Work to complete
An exact copy of the data is needed, one that excludes all pictures.

Extracted entries
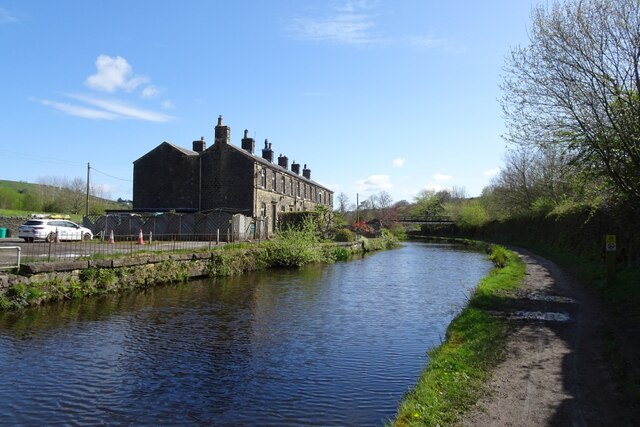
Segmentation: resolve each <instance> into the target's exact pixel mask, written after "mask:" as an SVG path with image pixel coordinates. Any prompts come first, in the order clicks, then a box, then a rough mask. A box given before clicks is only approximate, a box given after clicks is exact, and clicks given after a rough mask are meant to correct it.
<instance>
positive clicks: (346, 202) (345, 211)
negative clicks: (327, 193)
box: [336, 192, 349, 215]
mask: <svg viewBox="0 0 640 427" xmlns="http://www.w3.org/2000/svg"><path fill="white" fill-rule="evenodd" d="M336 201H337V202H338V212H340V213H341V214H342V215H344V214H345V213H346V212H347V210H348V209H349V196H347V195H346V194H344V193H342V192H341V193H340V194H338V197H336Z"/></svg>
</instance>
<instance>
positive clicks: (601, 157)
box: [501, 0, 640, 203]
mask: <svg viewBox="0 0 640 427" xmlns="http://www.w3.org/2000/svg"><path fill="white" fill-rule="evenodd" d="M532 16H533V23H532V27H531V31H530V43H529V45H528V46H526V47H524V48H522V47H521V48H516V49H514V50H513V51H512V52H511V54H510V56H509V58H508V59H507V63H506V65H505V69H504V71H505V74H504V80H503V83H502V85H501V87H502V90H503V97H502V101H501V103H502V107H503V110H504V113H505V118H506V125H507V134H506V138H507V140H508V141H510V142H512V143H515V144H518V145H521V146H535V147H538V148H542V149H544V148H547V147H549V146H557V147H559V148H560V149H561V150H562V152H563V154H564V155H566V156H568V157H571V158H572V160H573V161H574V162H575V163H576V164H579V165H580V166H581V169H582V171H583V172H584V173H585V174H587V176H589V177H590V178H592V179H598V178H600V177H606V179H608V180H610V181H611V182H612V183H613V185H614V186H615V188H617V190H618V191H619V192H620V193H622V194H623V195H626V197H627V198H628V199H629V200H631V201H633V202H635V203H640V97H639V94H640V68H639V67H640V2H638V1H637V0H615V1H612V0H567V1H565V2H562V3H554V4H553V5H552V6H551V7H545V6H538V7H536V8H535V9H534V10H533V14H532Z"/></svg>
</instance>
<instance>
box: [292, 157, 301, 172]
mask: <svg viewBox="0 0 640 427" xmlns="http://www.w3.org/2000/svg"><path fill="white" fill-rule="evenodd" d="M291 172H293V173H295V174H296V175H300V164H299V163H296V161H295V160H294V161H293V163H291Z"/></svg>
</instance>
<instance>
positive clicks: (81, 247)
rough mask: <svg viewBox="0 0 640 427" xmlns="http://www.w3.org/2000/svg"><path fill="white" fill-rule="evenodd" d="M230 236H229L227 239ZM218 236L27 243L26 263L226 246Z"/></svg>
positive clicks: (132, 234) (153, 235) (208, 234)
mask: <svg viewBox="0 0 640 427" xmlns="http://www.w3.org/2000/svg"><path fill="white" fill-rule="evenodd" d="M224 237H226V236H224ZM224 237H223V236H220V235H218V234H217V233H216V234H180V235H177V234H160V235H157V234H152V233H149V234H144V235H140V234H138V235H135V234H127V235H115V236H109V237H107V238H106V239H93V240H90V241H73V242H64V241H63V242H58V243H56V242H55V241H52V242H32V243H23V244H21V246H22V262H23V263H24V262H52V261H62V260H69V261H72V260H77V259H105V258H106V259H109V258H115V257H119V256H127V255H129V256H130V255H135V254H141V253H145V252H146V253H149V252H183V251H201V250H210V249H213V248H215V247H216V246H219V245H222V244H224V240H226V238H224Z"/></svg>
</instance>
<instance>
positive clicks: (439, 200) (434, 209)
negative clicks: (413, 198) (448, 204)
mask: <svg viewBox="0 0 640 427" xmlns="http://www.w3.org/2000/svg"><path fill="white" fill-rule="evenodd" d="M443 213H444V207H443V206H442V203H441V202H440V200H439V199H438V196H437V194H436V192H435V191H433V190H422V191H420V192H419V193H418V194H417V195H416V196H415V197H414V203H413V207H412V208H411V215H413V216H425V215H427V216H435V215H442V214H443Z"/></svg>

Written response
Segmentation: resolve each <instance> into the target's exact pixel mask, written after "mask:" as an SVG path with image pixel coordinates. Any prompts come first, in the order clicks, then a box, then a rough mask. A box given before clicks is only approximate, a box given after clicks is exact, and clicks given after a rough mask are meant to correct it.
<instance>
positive clicks: (346, 202) (345, 211)
negative clicks: (327, 193)
box: [336, 192, 349, 215]
mask: <svg viewBox="0 0 640 427" xmlns="http://www.w3.org/2000/svg"><path fill="white" fill-rule="evenodd" d="M336 201H337V202H338V212H340V213H341V214H342V215H344V214H345V213H346V212H347V210H348V209H349V196H347V195H346V194H344V193H342V192H341V193H340V194H338V197H336Z"/></svg>
</instance>
<instance>
positive clicks: (601, 157)
box: [501, 0, 640, 203]
mask: <svg viewBox="0 0 640 427" xmlns="http://www.w3.org/2000/svg"><path fill="white" fill-rule="evenodd" d="M532 16H533V23H532V27H531V31H530V43H529V45H528V46H526V47H524V48H522V47H521V48H516V49H514V50H513V51H512V52H511V54H510V56H509V58H508V59H507V63H506V65H505V69H504V71H505V74H504V80H503V83H502V85H501V87H502V90H503V97H502V101H501V103H502V107H503V110H504V113H505V118H506V125H507V134H506V138H507V140H508V141H510V142H512V143H515V144H518V145H521V146H535V147H538V148H542V149H544V148H547V147H549V146H557V147H559V148H560V149H561V150H562V152H563V154H564V155H566V156H568V157H571V158H572V160H573V161H574V162H575V163H576V164H579V165H580V166H581V169H582V171H583V172H584V173H585V174H587V176H589V177H590V178H592V179H598V178H600V177H606V179H608V180H610V181H611V182H612V183H613V185H614V186H615V188H617V190H618V191H619V192H620V193H622V194H623V195H626V197H627V198H628V199H629V200H631V201H633V202H635V203H640V97H639V94H640V68H639V67H640V2H638V1H637V0H615V1H612V0H567V1H565V2H562V3H554V4H553V5H552V6H551V7H545V6H538V7H536V8H535V9H534V10H533V14H532Z"/></svg>
</instance>
<instance>
box: [292, 157, 301, 172]
mask: <svg viewBox="0 0 640 427" xmlns="http://www.w3.org/2000/svg"><path fill="white" fill-rule="evenodd" d="M291 172H293V173H295V174H296V175H300V164H299V163H296V161H295V160H294V161H293V163H291Z"/></svg>
</instance>
<instance>
positive clicks: (81, 247)
rough mask: <svg viewBox="0 0 640 427" xmlns="http://www.w3.org/2000/svg"><path fill="white" fill-rule="evenodd" d="M230 236H229L227 239ZM218 236L27 243L26 263L226 246Z"/></svg>
positive clicks: (132, 234) (153, 235) (208, 234)
mask: <svg viewBox="0 0 640 427" xmlns="http://www.w3.org/2000/svg"><path fill="white" fill-rule="evenodd" d="M224 237H226V236H224ZM224 237H223V236H220V235H218V234H217V233H216V234H180V235H177V234H160V235H157V234H152V233H149V234H144V235H140V234H138V235H135V234H127V235H115V236H109V237H107V238H106V239H93V240H90V241H73V242H64V241H63V242H58V243H56V242H55V241H52V242H32V243H23V244H21V246H22V262H23V263H24V262H52V261H62V260H69V261H72V260H77V259H105V258H106V259H109V258H115V257H119V256H127V255H129V256H130V255H135V254H141V253H145V252H146V253H149V252H183V251H201V250H210V249H213V248H215V247H216V246H219V245H222V244H224V240H226V238H224Z"/></svg>
</instance>
<instance>
positive clicks: (439, 200) (434, 209)
negative clicks: (413, 198) (448, 204)
mask: <svg viewBox="0 0 640 427" xmlns="http://www.w3.org/2000/svg"><path fill="white" fill-rule="evenodd" d="M443 213H444V207H443V206H442V203H441V202H440V200H439V199H438V196H437V194H436V192H435V191H433V190H422V191H420V192H419V193H418V194H417V195H416V196H415V197H414V203H413V207H412V208H411V215H413V216H425V215H427V216H435V215H442V214H443Z"/></svg>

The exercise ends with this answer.